## Document excerpt:
===

# I Know It's Not the Season but...............(C)



## zbigley (Mar 17, 2011)

Hello Fellow Crochet Lovers, I can remember years ago crocheting a really cute Easter Egg with a duckling hiding inside. I found the old pattern in a March, 1978 Woman's Day Magazine but only half the pattern was there  After searching online, I did finally locate it (love the internet). Here is the link, photo and another link of the same idea with a crocheted chocolate diorama egg. Can't wait to get started  Always, Zoe

https://docs.google.com/document/d/1G0z8TDQzvLKbkT0uJjAkMFbXIFOSUEIx-fXEQiufXsk/edit

http://www.gratefulprayerthankfulheart.com/2012/03/crochet-chocolate-diorama-easter-egg.html


----------



## mollyannhad (Feb 1, 2011)

Those are so cute!


----------



## jenk (Jun 15, 2013)

so sweet!


----------



## ohsusana (Jun 24, 2012)

Delightful.


----------



## zbigley (Mar 17, 2011)

This is the original Easter egg I made years ago. Always, Zoe


----------



## mathwizard (Feb 24, 2011)

===

## Recorded information:
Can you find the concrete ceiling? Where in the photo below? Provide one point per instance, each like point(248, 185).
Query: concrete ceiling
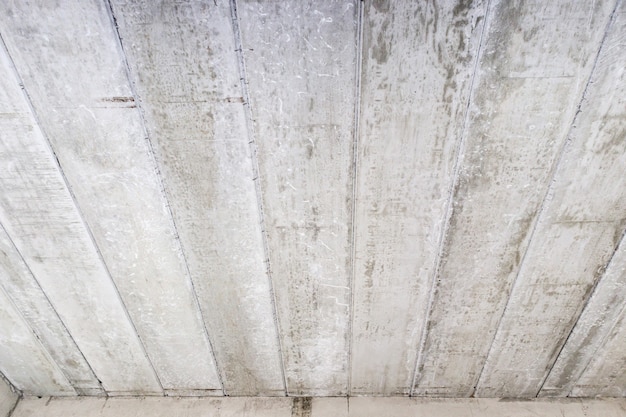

===

## Problems to work on:
**1.** According to the crochet thread, where did the poster find the old Easter egg pattern?
**2.** Retype the part of the crochet thread starting with "Hello Fellow Crochet" and going on through "are so cute!".
The listing has no connection to the crochet thread.

## Solutions to the exercise:
**1.** In a March 1978 issue of Woman's Day Magazine.

**2.**
Hello Fellow Crochet Lovers, I can remember years ago crocheting a really cute Easter Egg with a duckling hiding inside. I found the old pattern in a March, 1978 Woman's Day Magazine but only half the pattern was there  After searching online, I did finally locate it (love the internet). Here is the link, photo and another link of the same idea with a crocheted chocolate diorama egg. Can't wait to get started  Always, Zoe

https://docs.google.com/document/d/1G0z8TDQzvLKbkT0uJjAkMFbXIFOSUEIx-fXEQiufXsk/edit

http://www.gratefulprayerthankfulheart.com/2012/03/crochet-chocolate-diorama-easter-egg.html


----------



## mollyannhad (Feb 1, 2011)

Those are so cute!